#### Exercise instructions
a. In the post on music piracy, what does the writer say the desire for free media comes down to?
b. From the post on music piracy, write out the part that opens with the words containing "I feel society" and closes with "at its worst.".
━━━ Passage to read ━━━
And with this the debate is already over.
You're now saying piracy shouldn't have morals nor legality
attached to it.
Well the same could be said for anything. Why attach
morality or legality to murder? Rape? Slavery?
We do it because we HAVE morality. And legality.

Labels and artists put in physical work to make the releases
happen, why is that any less justified means to make money
than any other work?
We enjoy our bed, our food, our transportation, and we enjoy
our media.
Morally speaking, pirates are in the wrong when they deny to
pay for a product that cost money but rather steal the
product.

I feel society will hit a real slammer when media no longer
has centralized points of distribution, and when movie
companies no longer can afford big budgets.
People still expect high production qualities, yet don't
want to pay the price. Ignorance at its worst.

Why are we as a society saying "musicians shouldnt make
money if they stop making music they arent musicians!"
NO
How about "musicians are trying to make money off what they
love to do, but everybody takes their product for free,
forcing them to get another job not enabling them to work on
music as much!"

Like I said earlier, making music and living off it is the
exact SAME as any other job, so why take this away>?

Well, few want to admit it, but it is as simple as greed.
People want shit for free because its simple, and free!
If everyone admitted this there would be no problem.
What I hate are pro-piracy companies trying to alter the
moral and legal landscape to suit their greedy agenda, and
twisting it while musicians and labels who do completely
honorable and legal work get slammed and victimized because
of it.

THAT is not honoroable, nor legal, nor morally right.
━━━ Records provided ━━━
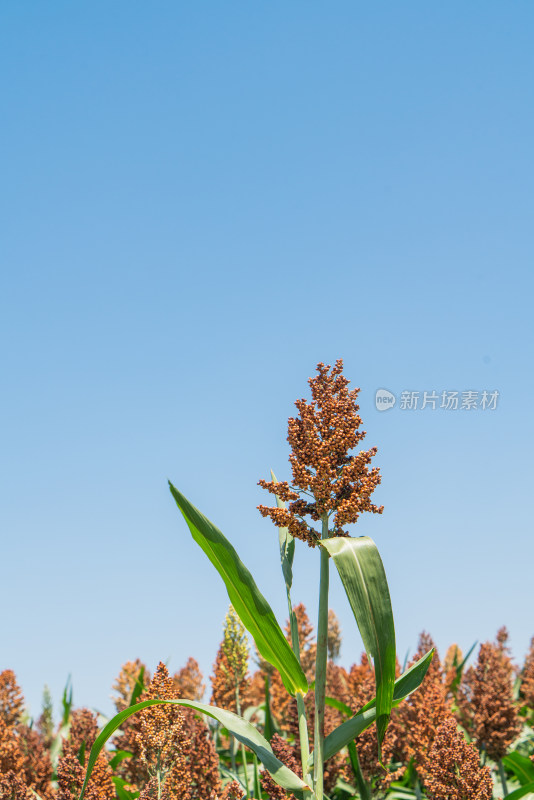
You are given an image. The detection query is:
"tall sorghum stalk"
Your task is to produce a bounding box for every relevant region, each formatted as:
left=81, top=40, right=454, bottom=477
left=258, top=359, right=383, bottom=800
left=222, top=606, right=250, bottom=797
left=314, top=513, right=330, bottom=798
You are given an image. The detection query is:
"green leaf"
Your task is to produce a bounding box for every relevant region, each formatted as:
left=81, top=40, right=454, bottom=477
left=506, top=783, right=534, bottom=800
left=321, top=536, right=396, bottom=759
left=502, top=750, right=534, bottom=786
left=61, top=675, right=72, bottom=727
left=79, top=699, right=309, bottom=800
left=169, top=482, right=308, bottom=695
left=308, top=650, right=434, bottom=767
left=111, top=768, right=140, bottom=800
left=109, top=750, right=133, bottom=770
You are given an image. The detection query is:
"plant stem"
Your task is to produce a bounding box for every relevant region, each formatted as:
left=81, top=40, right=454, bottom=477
left=499, top=758, right=508, bottom=797
left=313, top=514, right=330, bottom=800
left=349, top=742, right=371, bottom=800
left=297, top=692, right=312, bottom=800
left=288, top=608, right=312, bottom=800
left=235, top=675, right=250, bottom=798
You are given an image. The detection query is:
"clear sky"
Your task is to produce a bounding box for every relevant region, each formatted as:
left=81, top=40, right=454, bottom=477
left=0, top=0, right=534, bottom=714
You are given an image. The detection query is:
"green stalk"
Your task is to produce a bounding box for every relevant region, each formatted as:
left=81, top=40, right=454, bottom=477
left=313, top=514, right=330, bottom=800
left=288, top=612, right=312, bottom=800
left=349, top=742, right=371, bottom=800
left=235, top=675, right=250, bottom=798
left=499, top=758, right=509, bottom=797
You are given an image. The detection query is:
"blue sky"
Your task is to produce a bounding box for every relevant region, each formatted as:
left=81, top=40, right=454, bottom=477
left=0, top=0, right=534, bottom=714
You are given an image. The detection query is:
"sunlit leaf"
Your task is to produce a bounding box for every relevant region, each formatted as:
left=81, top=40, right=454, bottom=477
left=502, top=750, right=534, bottom=786
left=79, top=699, right=309, bottom=800
left=321, top=536, right=396, bottom=745
left=308, top=650, right=434, bottom=767
left=169, top=483, right=308, bottom=695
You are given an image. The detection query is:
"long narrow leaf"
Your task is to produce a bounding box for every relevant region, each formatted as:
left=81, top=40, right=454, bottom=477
left=502, top=750, right=534, bottom=786
left=321, top=536, right=396, bottom=758
left=169, top=483, right=308, bottom=695
left=506, top=783, right=534, bottom=800
left=79, top=700, right=309, bottom=800
left=308, top=650, right=434, bottom=767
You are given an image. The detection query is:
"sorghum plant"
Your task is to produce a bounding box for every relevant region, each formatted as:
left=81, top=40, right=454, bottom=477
left=80, top=360, right=432, bottom=800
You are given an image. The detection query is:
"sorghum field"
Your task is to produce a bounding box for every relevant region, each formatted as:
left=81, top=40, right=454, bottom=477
left=0, top=360, right=534, bottom=800
left=0, top=620, right=534, bottom=800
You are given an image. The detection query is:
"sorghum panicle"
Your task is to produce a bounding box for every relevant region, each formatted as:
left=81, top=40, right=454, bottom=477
left=172, top=658, right=206, bottom=700
left=458, top=628, right=521, bottom=760
left=258, top=359, right=383, bottom=547
left=425, top=716, right=493, bottom=800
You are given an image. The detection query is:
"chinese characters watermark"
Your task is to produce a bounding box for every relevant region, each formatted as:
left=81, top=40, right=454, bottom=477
left=375, top=389, right=500, bottom=411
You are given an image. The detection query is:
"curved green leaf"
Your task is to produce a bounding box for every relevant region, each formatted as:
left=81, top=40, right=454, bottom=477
left=321, top=536, right=396, bottom=759
left=506, top=783, right=534, bottom=800
left=169, top=482, right=308, bottom=695
left=502, top=750, right=534, bottom=786
left=79, top=700, right=309, bottom=800
left=308, top=650, right=434, bottom=767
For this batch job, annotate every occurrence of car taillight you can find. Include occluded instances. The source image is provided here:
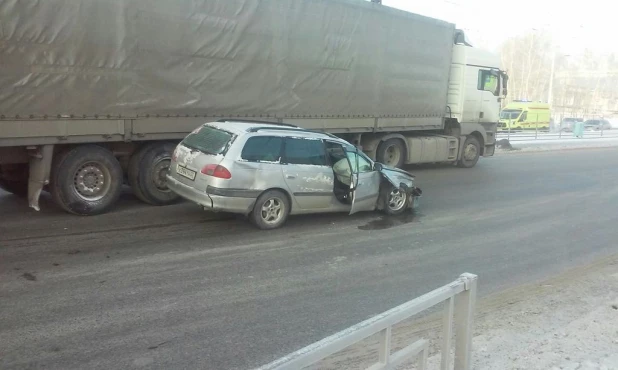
[201,164,232,179]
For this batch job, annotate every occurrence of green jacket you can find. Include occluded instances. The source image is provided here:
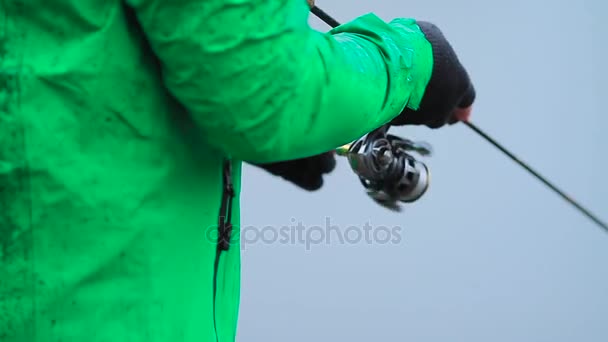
[0,0,432,342]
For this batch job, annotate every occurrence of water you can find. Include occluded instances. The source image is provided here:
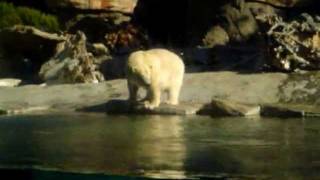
━━━
#### Responses per task
a. Greed.

b.
I feel society will hit a real slammer when media no longer
has centralized points of distribution, and when movie
companies no longer can afford big budgets.
People still expect high production qualities, yet don't
want to pay the price. Ignorance at its worst.